◆ Task to complete
Copy the material below word for word, from the line with "the white table;" up to and including the line with "[(236, 376)]".

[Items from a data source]
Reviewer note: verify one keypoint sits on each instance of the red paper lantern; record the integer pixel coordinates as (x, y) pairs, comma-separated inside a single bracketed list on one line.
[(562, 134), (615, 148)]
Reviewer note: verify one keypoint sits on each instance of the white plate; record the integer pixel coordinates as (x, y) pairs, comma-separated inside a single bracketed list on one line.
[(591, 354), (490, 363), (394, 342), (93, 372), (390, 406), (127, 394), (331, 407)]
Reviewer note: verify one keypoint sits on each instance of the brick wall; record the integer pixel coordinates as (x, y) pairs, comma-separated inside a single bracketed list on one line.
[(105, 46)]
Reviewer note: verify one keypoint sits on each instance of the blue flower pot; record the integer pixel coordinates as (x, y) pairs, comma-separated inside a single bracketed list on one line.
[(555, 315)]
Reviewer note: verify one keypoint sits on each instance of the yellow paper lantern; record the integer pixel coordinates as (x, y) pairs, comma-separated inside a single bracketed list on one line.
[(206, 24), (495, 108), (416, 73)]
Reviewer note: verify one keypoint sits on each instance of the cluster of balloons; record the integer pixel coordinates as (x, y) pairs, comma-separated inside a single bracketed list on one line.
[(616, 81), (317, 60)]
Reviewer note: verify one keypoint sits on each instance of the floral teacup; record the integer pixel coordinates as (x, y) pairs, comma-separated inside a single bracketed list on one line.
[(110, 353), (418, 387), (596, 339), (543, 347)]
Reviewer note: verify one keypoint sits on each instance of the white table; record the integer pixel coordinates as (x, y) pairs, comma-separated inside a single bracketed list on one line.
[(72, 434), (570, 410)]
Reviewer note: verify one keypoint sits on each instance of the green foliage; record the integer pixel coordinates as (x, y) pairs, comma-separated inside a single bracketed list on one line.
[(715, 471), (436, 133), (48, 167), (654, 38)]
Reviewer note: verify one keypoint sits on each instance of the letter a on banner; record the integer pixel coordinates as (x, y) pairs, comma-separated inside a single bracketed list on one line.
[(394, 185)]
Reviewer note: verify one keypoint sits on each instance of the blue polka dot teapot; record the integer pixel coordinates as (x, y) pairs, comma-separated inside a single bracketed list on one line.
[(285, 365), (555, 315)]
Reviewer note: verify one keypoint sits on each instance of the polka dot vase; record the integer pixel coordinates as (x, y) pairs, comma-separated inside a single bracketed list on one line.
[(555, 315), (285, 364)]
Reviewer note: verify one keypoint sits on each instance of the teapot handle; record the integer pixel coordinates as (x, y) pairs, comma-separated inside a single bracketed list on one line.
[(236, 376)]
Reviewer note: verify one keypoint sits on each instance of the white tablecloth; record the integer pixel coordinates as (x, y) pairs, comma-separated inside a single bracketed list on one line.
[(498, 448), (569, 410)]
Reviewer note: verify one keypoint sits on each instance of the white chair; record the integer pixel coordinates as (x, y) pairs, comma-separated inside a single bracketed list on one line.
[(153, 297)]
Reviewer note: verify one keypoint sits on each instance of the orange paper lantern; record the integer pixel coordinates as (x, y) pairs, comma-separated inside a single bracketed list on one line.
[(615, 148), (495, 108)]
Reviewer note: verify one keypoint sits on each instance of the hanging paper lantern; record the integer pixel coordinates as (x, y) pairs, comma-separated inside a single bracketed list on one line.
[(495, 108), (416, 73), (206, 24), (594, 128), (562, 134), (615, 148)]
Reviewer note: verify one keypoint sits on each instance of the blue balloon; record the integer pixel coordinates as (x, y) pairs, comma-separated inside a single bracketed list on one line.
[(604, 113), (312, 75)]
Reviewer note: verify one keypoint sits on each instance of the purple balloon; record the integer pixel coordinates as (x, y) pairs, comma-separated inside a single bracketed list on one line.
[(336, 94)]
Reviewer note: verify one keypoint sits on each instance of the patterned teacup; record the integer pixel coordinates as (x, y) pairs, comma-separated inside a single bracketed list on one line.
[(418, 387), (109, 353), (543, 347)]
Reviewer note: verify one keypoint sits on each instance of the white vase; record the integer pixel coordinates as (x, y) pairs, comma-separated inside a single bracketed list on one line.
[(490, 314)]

◆ Written solution
Reviewer note: verify one keypoint sits on each instance of the white table; record the integer pixel coordinates as (x, y) pairs, comma-separated inside a single bracketed list on one line.
[(72, 434), (570, 410)]
Reviewer note: verify one keypoint sits on each instance of the green foliage; record the integer pixel coordinates as (x, y) pairs, comma-separated inside a single bracketed list on one line.
[(715, 471), (436, 133), (48, 167), (654, 38)]
Reviewer note: verify one keypoint sits on each instance of the letter a on banner; record the integer pixel coordinates as (x, y) pairs, comma-separated inside a single bracketed list on one line.
[(394, 185)]
Reviewer note: verify one keypoint sits on each instance of the blue polka dot teapot; record the integer pixel coordinates as (x, y) pairs, comma-separated inside a single bracketed list on one line.
[(285, 365), (555, 315)]
Reviewer note: verify one keypoint sits on each instance of the polka dot vase; record the integer pixel coordinates as (x, y) pairs, comma-separated inside a single bracketed list on one line.
[(555, 315), (285, 364)]
Reviewer note: verify one keypoint sits on each instance of the teapot handle; record the integer pixel coordinates as (x, y) pairs, comma-separated inside a single bracketed list on one line.
[(236, 376)]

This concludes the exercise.